TASK GOAL:
Your copy should hold every record exactly and no images.

Collected data entries:
────────
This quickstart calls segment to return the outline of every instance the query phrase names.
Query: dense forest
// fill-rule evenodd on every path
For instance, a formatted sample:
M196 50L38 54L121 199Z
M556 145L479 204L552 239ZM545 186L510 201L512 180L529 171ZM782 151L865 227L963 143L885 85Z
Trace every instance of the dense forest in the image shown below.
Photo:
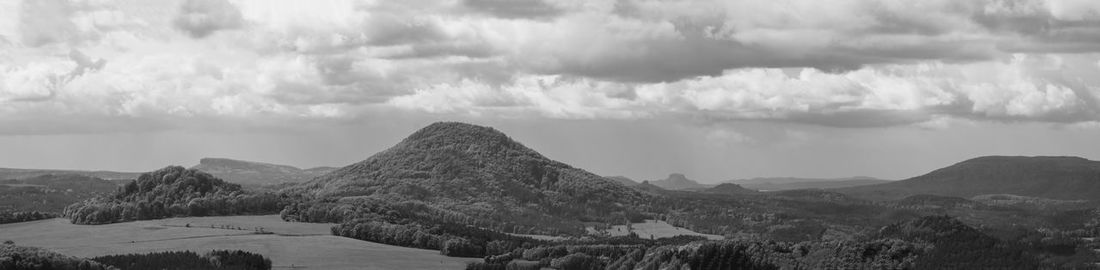
M954 218L928 216L856 240L519 247L467 269L1085 269L1097 259L1089 252L1052 256L1058 247L1000 240Z
M198 170L172 166L142 174L113 194L70 205L64 216L76 224L104 224L173 216L274 214L273 193L253 193Z
M0 244L0 269L5 270L111 270L108 265L61 255L53 251Z
M57 217L56 214L38 211L30 212L0 212L0 224L18 223L35 220L43 220Z
M121 270L268 270L271 260L263 255L240 250L213 250L199 255L192 251L166 251L146 254L109 255L92 261Z

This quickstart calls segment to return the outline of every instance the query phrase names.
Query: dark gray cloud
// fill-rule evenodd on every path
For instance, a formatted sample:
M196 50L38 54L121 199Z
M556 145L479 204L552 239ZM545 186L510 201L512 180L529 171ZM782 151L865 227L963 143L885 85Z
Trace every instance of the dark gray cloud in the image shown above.
M475 11L508 19L551 19L565 13L546 0L463 0Z
M69 20L73 8L63 0L23 1L19 30L23 43L42 46L57 42L73 42L79 36L76 25Z
M204 38L224 29L241 27L241 10L226 0L185 0L172 21L192 38Z

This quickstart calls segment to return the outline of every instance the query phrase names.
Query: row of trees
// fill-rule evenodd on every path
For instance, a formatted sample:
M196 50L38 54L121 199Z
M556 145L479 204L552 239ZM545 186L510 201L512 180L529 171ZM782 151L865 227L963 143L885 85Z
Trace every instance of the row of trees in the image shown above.
M544 243L528 237L513 236L478 227L439 223L429 226L416 223L394 224L359 219L332 227L332 234L359 240L439 250L452 257L484 257Z
M288 201L293 202L288 203L279 214L283 220L294 222L342 223L354 219L370 219L399 224L462 224L519 234L579 235L584 232L584 227L578 222L548 219L543 213L502 212L467 205L448 206L386 197L347 200L292 197ZM545 222L535 222L536 220Z
M199 255L192 251L166 251L146 254L109 255L93 261L129 269L161 270L268 270L271 260L263 255L240 250L213 250Z
M0 212L0 224L35 221L55 217L57 217L56 214L38 211Z
M118 201L97 198L66 207L64 215L74 224L107 224L178 216L272 214L281 201L270 193L207 194L184 201L163 198L152 201Z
────────
OUTPUT OF THE TASK:
This quickstart calls segment to return the outline of every instance the query phrase names.
Query: dense forest
// fill-rule evenodd on every path
For instance, a formatted sample:
M196 50L38 54L121 199Z
M556 145L479 204L552 239ZM545 186L510 201L512 180L529 171ZM782 151L865 227L963 143L885 85Z
Trace every instance of the dense forest in the image shown below.
Photo:
M954 218L928 216L856 240L519 247L467 269L1085 269L1097 259L1089 252L1052 256L1058 247L1000 240Z
M198 170L172 166L142 174L113 194L70 205L64 216L76 224L104 224L173 216L274 214L273 193L253 193Z
M0 244L0 269L5 270L111 270L108 265L61 255L53 251Z
M57 217L56 214L38 211L30 212L0 212L0 224L18 223L35 220L43 220Z
M121 270L268 270L271 260L263 255L240 250L213 250L199 255L192 251L166 251L146 254L109 255L92 261Z

This quickstart calls segment to return the outline of every instance the query phrase names.
Query: dark gray cloud
// fill-rule evenodd on every path
For instance, a formatted sample:
M196 50L38 54L121 199Z
M556 145L479 204L552 239ZM545 186L510 201L512 180L529 171ZM782 151L865 227L963 143L885 85Z
Trace every instance of the dark gray cloud in the image shown above.
M475 11L508 19L551 19L565 13L546 0L463 0Z
M69 20L73 8L63 0L23 1L19 30L23 43L42 46L57 42L73 42L79 36L76 25Z
M204 38L224 29L241 27L241 10L226 0L185 0L172 21L192 38Z

This quickstart calls segment to return the outline of every instance the query phrase names.
Query: row of trees
// fill-rule evenodd on every path
For instance, a formatted sample:
M196 50L38 54L121 199Z
M556 145L479 204L552 239ZM545 186L510 201L512 180L529 171ZM782 151L865 227L963 143L885 85Z
Trace every instance of the row of trees in the image shown above.
M544 243L528 237L513 236L478 227L439 223L429 226L416 223L394 224L359 219L332 227L332 234L359 240L439 250L452 257L484 257Z
M288 201L293 202L288 203L279 214L283 220L294 222L342 223L354 219L370 219L399 224L462 224L519 234L579 235L584 232L584 227L578 222L548 219L543 213L502 212L467 205L448 206L386 197L347 200L292 197ZM545 222L535 222L536 220Z
M199 255L192 251L166 251L146 254L109 255L93 261L129 269L161 270L268 270L271 260L263 255L240 250L213 250Z
M0 212L0 224L35 221L55 217L57 217L56 214L38 211Z
M118 201L97 198L66 207L64 215L74 224L107 224L178 216L272 214L281 201L270 193L207 194L184 201L163 198L152 201Z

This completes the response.